-------- 提示文
生まれも育ちも高江の50歳代の男性がインタビューに応じてくれた。
「過激な妨害活動をしている住民は、ごく一握りにすぎません」
高江には50世帯ほどが居住しているが、過激な妨害活動を行っているのは3世帯だけだという。ところが工事が始まると50人ほどが集まってくる。
「本島中南部や県外から来ているんです」
反対運動の現場に行ってみた。訓練場の外周にバリケードや車両が置かれ、工事車両の出入り口が封鎖されていた。
監視するようにイスに座っていた男性に「どちらからですか」と聞いた。 「わし? 大阪やけど」
この人には、ほかに帰るべき家がある。
住民男性の言葉を思い出しながら現場を後にした。
「抑止力のために犠牲になろうという考えはありませんが、米軍がこの訓練場を手放すはずがない。生まれ育ったこの土地で生きていくためには、安全対策や防音について国と現実的な話し合いをしていくしかないんです」
■与那国島
8月5日、町長選の告示を翌日に控えた与那国町に入った。ここでは現職の外間氏の3選に向け、周到な策をめぐらせていた男性に会った。
----------------
-- 課題文 --
提示文のうち、「生まれも育ちも高江の50歳代の男性がインタビューに応じてくれた。」を含む語句で始まり「この人には、ほかに帰るべき家がある。」で終わる部分を、「バリケード」を「柵」に差し替えて書き直しなさい。 この一覧は、提示文とは別の出典から採ったものである。
-------- データ抜粋
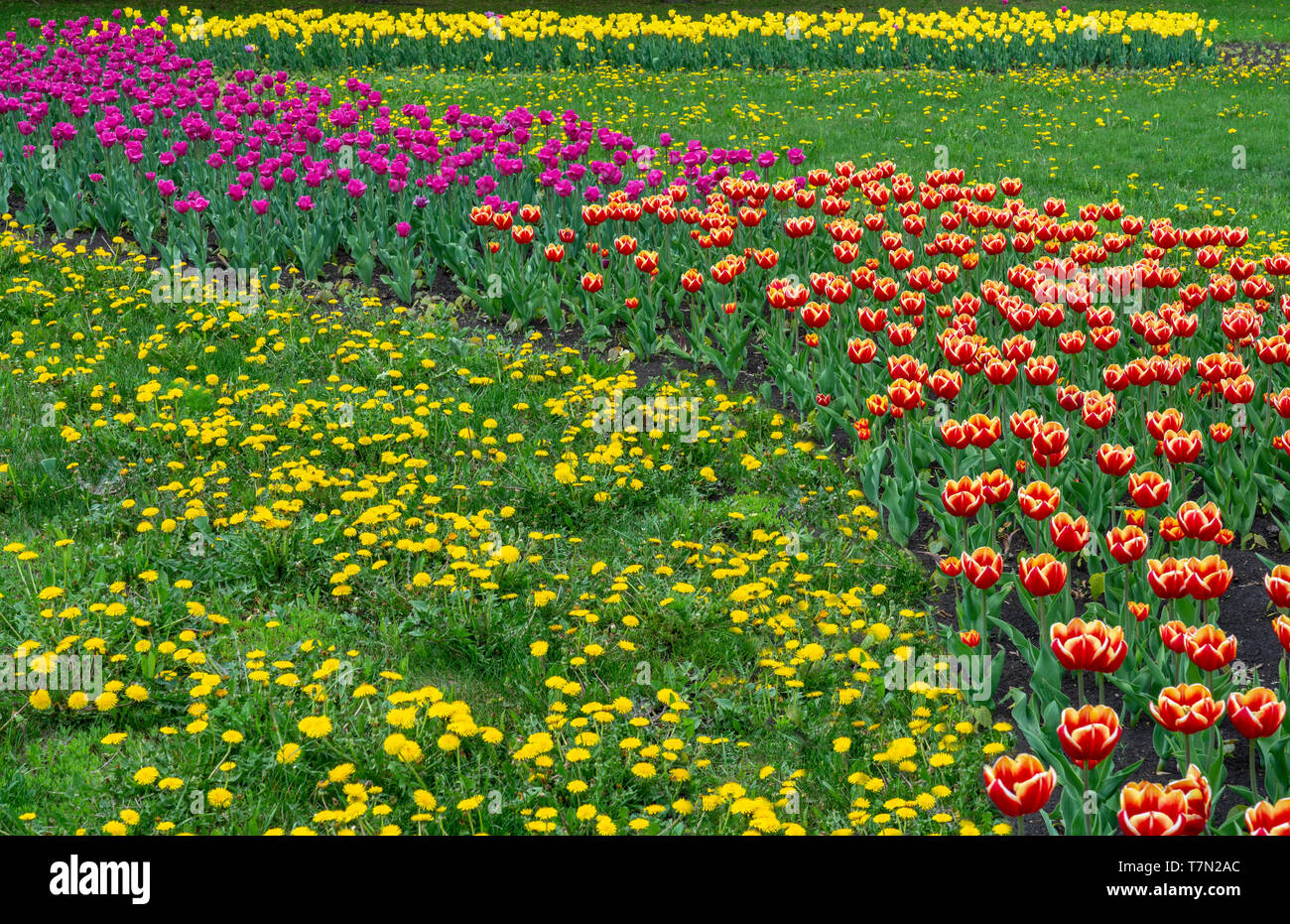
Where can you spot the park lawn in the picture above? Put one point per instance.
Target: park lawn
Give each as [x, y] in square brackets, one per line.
[352, 568]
----------------
-- 記述解答 --
生まれも育ちも高江の50歳代の男性がインタビューに応じてくれた。
「過激な妨害活動をしている住民は、ごく一握りにすぎません」
高江には50世帯ほどが居住しているが、過激な妨害活動を行っているのは3世帯だけだという。ところが工事が始まると50人ほどが集まってくる。
「本島中南部や県外から来ているんです」
反対運動の現場に行ってみた。訓練場の外周に柵や車両が置かれ、工事車両の出入り口が封鎖されていた。
監視するようにイスに座っていた男性に「どちらからですか」と聞いた。 「わし? 大阪やけど」
この人には、ほかに帰るべき家がある。